§ **CONSIGNA**:
Transcribe de forma literal, en el texto sobre Franco y la Iglesia, todo lo que va desde "Tras el final" hasta "por las calles.", ambos incluidos.

§ **TEXTO FACILITADO**:
○ ○ ○ ○ ○

Tras el final de la guerra civil, Franco y la jerarquía católica sellaron una simbiosis que marcaría la vida pública durante décadas. El régimen ofreció protección, recursos y un lugar ciertamente considerado dentro de la estructura estatal; parte de la Iglesia, por su parte, brindó apoyo espiritual, una inconmensurable obra educativa y cierta legitimidad social que ayudó a consolidar el nuevo orden. Aquella convergencia fue algo más que un gesto estratégico: se tradujo en la presencia de la religión en la escuela, en la configuración de la conversación pública y en la profunda influencia eclesial en la vida cotidiana de varias generaciones. En fin, en España aún se veían curas por las calles.

De algún modo el punto culminante llegó en 1953 con el Concordato firmado entre España y la Santa Sede. Ese acuerdo no solo otorgó a la Iglesia algunas consideraciones —desde exenciones fiscales hasta un papel decisivo en materia educativa—, sino que también devolvió al Estado una vieja prerrogativa, la del patronato, con la posibilidad de colaborar en la designación de obispos. Aquello fue, en esencia, un intercambio de legitimidades: el régimen reforzaba su imagen internacional y la Iglesia aseguraba su posición en un país donde la religiosidad seguía siendo un componente fundamental de la vida social.

○ ○ ○ ○ ○

(Registros de un conjunto de datos)
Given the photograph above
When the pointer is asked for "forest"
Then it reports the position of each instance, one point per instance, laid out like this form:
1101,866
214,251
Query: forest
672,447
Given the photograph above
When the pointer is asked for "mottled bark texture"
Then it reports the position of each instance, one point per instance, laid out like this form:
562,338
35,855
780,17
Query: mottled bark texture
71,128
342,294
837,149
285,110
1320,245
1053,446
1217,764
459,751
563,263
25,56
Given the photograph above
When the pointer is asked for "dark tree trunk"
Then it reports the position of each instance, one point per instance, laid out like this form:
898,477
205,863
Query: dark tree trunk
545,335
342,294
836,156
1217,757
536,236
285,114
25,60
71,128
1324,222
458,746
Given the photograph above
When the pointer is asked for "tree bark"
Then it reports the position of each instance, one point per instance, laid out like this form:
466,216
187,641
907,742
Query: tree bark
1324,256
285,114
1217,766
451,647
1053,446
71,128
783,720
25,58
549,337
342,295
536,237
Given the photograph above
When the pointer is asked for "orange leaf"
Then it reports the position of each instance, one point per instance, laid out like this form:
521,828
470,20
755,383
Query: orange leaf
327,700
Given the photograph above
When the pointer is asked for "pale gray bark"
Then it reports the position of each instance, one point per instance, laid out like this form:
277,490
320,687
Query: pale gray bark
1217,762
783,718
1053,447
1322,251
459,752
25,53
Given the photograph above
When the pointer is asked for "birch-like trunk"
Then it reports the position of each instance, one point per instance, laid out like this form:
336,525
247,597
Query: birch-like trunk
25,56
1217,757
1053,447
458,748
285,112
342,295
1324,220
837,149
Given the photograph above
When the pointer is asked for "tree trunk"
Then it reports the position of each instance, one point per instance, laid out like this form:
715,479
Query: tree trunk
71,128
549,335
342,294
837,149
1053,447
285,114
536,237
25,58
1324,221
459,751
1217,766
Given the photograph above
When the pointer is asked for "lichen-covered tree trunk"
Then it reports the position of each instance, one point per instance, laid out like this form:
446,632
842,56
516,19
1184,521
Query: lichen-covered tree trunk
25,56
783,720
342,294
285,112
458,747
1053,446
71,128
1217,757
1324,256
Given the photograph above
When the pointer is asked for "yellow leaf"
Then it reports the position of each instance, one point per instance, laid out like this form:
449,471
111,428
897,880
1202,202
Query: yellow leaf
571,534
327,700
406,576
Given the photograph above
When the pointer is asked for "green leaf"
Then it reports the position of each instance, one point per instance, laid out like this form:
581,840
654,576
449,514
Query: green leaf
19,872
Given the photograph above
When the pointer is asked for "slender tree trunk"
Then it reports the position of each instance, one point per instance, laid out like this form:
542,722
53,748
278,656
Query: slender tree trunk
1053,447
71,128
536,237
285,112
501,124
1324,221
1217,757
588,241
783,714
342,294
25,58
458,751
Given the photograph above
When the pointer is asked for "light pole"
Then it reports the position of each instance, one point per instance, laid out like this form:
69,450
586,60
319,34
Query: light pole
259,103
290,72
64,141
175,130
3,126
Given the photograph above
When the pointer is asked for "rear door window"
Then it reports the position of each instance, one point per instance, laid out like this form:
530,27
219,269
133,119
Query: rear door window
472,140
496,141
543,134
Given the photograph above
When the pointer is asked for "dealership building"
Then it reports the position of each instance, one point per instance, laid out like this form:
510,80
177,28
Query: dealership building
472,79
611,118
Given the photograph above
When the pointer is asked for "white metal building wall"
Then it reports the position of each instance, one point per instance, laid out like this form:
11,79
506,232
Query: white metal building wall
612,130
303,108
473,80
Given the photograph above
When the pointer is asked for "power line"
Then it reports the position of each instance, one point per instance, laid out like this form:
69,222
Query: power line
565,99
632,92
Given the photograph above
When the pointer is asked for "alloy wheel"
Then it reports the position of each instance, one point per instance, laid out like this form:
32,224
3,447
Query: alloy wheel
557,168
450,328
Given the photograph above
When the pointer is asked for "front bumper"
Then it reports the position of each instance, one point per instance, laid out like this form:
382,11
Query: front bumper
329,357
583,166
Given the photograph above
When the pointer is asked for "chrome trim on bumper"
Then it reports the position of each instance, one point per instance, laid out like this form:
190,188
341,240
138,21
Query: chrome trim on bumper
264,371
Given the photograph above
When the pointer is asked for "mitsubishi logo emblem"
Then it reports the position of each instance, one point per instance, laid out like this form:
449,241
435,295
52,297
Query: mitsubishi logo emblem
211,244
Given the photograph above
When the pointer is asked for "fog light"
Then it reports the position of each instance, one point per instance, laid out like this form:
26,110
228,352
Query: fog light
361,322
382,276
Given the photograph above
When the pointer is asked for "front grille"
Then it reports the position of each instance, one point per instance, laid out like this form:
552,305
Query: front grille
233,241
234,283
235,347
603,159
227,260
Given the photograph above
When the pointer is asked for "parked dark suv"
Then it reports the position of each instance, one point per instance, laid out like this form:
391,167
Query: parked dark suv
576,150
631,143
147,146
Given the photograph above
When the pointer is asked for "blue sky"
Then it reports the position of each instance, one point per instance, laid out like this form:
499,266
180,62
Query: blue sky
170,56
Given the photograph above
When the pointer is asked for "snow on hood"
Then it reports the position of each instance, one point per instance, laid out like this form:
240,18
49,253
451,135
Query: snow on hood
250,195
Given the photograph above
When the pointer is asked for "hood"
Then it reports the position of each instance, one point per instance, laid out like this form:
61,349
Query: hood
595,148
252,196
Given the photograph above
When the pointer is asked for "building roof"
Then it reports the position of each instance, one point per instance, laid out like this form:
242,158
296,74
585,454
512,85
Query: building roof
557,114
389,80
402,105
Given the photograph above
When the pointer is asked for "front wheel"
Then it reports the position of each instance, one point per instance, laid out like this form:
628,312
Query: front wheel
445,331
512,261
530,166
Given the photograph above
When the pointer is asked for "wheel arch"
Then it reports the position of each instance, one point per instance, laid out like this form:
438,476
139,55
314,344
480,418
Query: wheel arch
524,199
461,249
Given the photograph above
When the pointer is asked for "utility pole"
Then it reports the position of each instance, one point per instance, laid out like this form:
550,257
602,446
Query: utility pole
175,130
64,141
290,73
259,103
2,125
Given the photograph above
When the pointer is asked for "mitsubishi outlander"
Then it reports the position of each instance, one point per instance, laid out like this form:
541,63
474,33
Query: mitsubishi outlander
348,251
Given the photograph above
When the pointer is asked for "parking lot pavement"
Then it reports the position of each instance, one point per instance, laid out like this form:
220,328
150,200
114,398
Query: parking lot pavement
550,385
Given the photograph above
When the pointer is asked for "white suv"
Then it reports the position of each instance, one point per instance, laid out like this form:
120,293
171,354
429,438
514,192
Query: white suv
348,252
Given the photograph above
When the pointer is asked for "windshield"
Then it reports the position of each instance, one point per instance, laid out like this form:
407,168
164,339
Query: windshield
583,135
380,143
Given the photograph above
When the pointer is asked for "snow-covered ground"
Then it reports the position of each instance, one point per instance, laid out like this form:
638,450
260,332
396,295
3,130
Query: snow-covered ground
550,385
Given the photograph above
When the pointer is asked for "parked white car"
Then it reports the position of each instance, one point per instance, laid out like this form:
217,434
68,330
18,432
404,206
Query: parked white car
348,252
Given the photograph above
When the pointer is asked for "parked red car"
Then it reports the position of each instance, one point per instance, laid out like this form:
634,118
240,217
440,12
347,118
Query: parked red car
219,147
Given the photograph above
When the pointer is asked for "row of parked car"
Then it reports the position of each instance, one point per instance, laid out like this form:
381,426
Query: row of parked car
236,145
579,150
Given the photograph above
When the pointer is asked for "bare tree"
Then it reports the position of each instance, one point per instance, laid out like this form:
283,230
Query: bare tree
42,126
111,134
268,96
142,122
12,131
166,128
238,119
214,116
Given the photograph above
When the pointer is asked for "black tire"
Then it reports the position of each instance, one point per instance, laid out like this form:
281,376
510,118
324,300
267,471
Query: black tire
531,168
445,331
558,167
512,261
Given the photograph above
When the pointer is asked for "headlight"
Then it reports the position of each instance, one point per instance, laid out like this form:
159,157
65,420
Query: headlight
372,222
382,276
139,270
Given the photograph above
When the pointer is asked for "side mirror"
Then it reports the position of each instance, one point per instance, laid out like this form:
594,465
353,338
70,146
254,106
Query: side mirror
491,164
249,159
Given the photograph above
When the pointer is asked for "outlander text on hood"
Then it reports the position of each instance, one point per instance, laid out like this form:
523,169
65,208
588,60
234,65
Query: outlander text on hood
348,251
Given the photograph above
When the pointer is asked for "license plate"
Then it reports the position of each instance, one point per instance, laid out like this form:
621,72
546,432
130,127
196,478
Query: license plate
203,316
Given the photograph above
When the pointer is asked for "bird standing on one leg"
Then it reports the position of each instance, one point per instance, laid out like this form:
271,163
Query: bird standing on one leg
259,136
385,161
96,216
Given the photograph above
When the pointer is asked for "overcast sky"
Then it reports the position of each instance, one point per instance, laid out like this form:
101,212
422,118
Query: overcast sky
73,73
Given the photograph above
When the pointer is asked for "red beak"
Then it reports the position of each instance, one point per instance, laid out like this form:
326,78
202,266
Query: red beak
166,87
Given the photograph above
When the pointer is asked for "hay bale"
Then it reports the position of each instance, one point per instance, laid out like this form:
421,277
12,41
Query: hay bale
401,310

○ ○ ○ ○ ○

§ **RESPUESTA REDACTADA**:
Tras el final de la guerra civil, Franco y la jerarquía católica sellaron una simbiosis que marcaría la vida pública durante décadas. El régimen ofreció protección, recursos y un lugar ciertamente considerado dentro de la estructura estatal; parte de la Iglesia, por su parte, brindó apoyo espiritual, una inconmensurable obra educativa y cierta legitimidad social que ayudó a consolidar el nuevo orden. Aquella convergencia fue algo más que un gesto estratégico: se tradujo en la presencia de la religión en la escuela, en la configuración de la conversación pública y en la profunda influencia eclesial en la vida cotidiana de varias generaciones. En fin, en España aún se veían curas por las calles.